- Tugas Kerja A: Sebutkan setiap nama orang, lembaga, media, dan tempat dalam teks bacaan tentang RUU Cipta Kerja. Tulis masing-masing satu kali saja.
- Tugas Kerja B: Tuliskan kembali tanpa perubahan bagian teks bacaan tentang RUU Cipta Kerja dari "Jakarta, Gatra.com - Direktur" sampai "Jakarta, Kamis (23/4).".

- Teks Bacaan:
________________________________________

Jakarta, Gatra.com - Direktur Eksekutif The Indonesian Institute (TII) Adinda Tenriangke Muchtar menilai Omnibus Law Rancangan Undang-undang Cipta Kerja (RUU Ciptaker) dapat saja sejalan dengan target pemerintah guna meningkatkan investasi dan mendukung kemudahan berusaha di Indonesia.
“Salah satu permasalahan yang menghambat investasi dan kemudahan berusaha adalah regulasi yang gemuk dan tumpang tindih, sehingga menambah beban biaya dan waktu, serta lebih jauh mempersulit upaya pembukaan kesempatan lapangan kerja yang lebih luas,” kata Adinda Tenriangke Muchtar dalam keterangan tertulisnya di Jakarta, Kamis (23/4).

________________________________________

Entri Tersimpan
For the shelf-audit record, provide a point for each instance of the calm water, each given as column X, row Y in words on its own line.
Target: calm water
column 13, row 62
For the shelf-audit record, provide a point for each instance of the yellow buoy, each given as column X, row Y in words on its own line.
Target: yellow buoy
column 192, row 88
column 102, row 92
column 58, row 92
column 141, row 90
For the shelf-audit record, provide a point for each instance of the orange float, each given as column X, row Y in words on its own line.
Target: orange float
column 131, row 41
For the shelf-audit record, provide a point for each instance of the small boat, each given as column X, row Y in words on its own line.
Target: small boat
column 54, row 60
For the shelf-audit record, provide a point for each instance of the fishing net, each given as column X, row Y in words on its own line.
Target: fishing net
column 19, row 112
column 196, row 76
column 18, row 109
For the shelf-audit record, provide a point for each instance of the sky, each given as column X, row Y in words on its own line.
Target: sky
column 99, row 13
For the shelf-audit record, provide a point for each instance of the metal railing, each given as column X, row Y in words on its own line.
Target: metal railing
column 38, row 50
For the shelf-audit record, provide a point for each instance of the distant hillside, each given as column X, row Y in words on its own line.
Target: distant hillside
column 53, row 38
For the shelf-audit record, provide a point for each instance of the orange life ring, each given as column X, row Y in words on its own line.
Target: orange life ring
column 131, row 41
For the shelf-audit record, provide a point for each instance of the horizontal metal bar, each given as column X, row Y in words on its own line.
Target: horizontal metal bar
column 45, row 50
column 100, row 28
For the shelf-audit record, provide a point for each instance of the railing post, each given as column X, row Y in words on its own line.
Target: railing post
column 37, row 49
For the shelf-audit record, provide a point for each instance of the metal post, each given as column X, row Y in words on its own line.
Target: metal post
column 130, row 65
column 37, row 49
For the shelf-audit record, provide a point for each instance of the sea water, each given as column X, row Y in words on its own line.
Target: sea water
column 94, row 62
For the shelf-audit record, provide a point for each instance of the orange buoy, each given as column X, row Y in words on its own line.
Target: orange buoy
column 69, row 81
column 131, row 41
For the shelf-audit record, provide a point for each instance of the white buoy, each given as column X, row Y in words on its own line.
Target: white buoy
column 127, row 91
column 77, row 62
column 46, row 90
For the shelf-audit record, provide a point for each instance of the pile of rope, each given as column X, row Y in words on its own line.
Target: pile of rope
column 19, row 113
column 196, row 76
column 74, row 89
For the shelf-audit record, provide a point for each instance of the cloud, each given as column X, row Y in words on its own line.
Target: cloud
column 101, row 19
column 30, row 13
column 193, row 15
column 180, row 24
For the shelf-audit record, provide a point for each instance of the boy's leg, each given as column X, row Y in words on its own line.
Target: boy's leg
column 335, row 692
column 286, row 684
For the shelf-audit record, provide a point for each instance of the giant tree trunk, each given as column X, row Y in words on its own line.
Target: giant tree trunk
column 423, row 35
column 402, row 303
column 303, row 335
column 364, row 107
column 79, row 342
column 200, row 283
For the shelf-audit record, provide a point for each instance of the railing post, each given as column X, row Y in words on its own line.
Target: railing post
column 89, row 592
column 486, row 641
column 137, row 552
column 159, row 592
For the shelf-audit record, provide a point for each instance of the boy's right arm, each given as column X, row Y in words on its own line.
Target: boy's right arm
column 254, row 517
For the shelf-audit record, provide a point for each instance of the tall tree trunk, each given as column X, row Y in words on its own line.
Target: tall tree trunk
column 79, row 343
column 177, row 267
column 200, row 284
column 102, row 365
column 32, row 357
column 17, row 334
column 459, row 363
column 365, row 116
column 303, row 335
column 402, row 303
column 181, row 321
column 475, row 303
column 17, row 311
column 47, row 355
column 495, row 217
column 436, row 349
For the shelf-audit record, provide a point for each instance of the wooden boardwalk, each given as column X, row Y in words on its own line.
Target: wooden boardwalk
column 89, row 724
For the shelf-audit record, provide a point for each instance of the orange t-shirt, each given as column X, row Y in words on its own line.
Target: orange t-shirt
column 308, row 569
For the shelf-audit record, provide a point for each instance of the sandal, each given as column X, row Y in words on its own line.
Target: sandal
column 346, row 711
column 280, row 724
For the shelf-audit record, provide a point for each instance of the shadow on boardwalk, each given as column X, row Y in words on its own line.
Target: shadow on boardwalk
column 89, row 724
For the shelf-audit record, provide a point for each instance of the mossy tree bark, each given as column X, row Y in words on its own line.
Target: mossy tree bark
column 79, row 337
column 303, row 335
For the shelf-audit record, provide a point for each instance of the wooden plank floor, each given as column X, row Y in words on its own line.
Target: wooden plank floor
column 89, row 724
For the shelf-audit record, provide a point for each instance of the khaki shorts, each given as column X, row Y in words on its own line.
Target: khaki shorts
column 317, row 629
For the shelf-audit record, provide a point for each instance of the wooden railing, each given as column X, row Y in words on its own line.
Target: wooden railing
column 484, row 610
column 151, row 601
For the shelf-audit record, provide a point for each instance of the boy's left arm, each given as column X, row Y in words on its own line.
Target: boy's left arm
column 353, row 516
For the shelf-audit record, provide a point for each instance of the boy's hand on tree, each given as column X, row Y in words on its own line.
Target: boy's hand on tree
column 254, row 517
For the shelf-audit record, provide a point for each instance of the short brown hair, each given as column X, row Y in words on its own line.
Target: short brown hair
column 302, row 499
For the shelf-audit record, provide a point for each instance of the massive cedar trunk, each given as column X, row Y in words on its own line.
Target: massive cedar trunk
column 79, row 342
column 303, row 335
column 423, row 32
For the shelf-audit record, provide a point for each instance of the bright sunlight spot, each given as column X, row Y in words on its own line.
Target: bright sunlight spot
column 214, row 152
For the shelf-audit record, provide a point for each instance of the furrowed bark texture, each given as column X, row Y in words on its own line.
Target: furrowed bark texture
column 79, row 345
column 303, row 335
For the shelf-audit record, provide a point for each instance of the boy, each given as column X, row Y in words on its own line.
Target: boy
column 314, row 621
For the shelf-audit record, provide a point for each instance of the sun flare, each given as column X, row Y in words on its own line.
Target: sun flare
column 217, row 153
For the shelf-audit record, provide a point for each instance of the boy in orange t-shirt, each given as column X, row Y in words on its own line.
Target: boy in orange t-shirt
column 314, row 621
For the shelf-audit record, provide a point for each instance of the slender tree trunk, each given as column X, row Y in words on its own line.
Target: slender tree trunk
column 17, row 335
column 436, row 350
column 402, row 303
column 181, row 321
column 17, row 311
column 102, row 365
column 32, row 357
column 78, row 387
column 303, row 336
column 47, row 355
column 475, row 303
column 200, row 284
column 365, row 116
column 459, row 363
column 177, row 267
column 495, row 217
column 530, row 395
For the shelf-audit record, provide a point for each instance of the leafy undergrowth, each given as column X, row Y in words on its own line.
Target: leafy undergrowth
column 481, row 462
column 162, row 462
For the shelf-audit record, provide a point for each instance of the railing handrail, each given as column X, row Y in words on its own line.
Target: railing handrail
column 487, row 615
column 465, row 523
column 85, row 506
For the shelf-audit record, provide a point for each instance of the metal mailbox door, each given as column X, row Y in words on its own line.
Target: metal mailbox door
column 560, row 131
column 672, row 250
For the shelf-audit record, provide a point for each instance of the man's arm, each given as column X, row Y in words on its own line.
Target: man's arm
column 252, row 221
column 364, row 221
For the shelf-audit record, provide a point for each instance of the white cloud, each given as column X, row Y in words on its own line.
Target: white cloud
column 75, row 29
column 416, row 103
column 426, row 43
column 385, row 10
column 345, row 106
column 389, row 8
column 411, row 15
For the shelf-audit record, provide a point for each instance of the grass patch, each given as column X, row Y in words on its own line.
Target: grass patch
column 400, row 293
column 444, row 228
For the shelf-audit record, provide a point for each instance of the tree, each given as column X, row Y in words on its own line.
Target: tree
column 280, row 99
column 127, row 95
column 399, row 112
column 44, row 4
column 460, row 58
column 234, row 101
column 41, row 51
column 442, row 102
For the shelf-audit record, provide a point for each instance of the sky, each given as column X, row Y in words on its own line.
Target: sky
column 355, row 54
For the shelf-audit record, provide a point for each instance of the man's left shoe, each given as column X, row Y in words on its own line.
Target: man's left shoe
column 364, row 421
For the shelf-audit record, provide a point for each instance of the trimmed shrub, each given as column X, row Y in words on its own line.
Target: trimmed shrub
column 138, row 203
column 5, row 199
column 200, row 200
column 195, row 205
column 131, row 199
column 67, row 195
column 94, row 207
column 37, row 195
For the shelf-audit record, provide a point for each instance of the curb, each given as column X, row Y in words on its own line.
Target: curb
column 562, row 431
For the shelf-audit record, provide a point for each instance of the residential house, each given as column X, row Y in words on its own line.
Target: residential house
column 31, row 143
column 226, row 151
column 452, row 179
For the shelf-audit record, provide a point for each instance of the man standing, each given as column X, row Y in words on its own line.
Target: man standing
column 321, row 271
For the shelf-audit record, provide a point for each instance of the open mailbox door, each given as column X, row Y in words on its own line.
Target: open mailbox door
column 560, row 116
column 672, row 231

________________________________________

- Kotak Jawaban A: Gatra.com, The Indonesian Institute, Adinda Tenriangke Muchtar, Jakarta, Indonesia

- Kotak Jawaban B:
Jakarta, Gatra.com - Direktur Eksekutif The Indonesian Institute (TII) Adinda Tenriangke Muchtar menilai Omnibus Law Rancangan Undang-undang Cipta Kerja (RUU Ciptaker) dapat saja sejalan dengan target pemerintah guna meningkatkan investasi dan mendukung kemudahan berusaha di Indonesia.
“Salah satu permasalahan yang menghambat investasi dan kemudahan berusaha adalah regulasi yang gemuk dan tumpang tindih, sehingga menambah beban biaya dan waktu, serta lebih jauh mempersulit upaya pembukaan kesempatan lapangan kerja yang lebih luas,” kata Adinda Tenriangke Muchtar dalam keterangan tertulisnya di Jakarta, Kamis (23/4).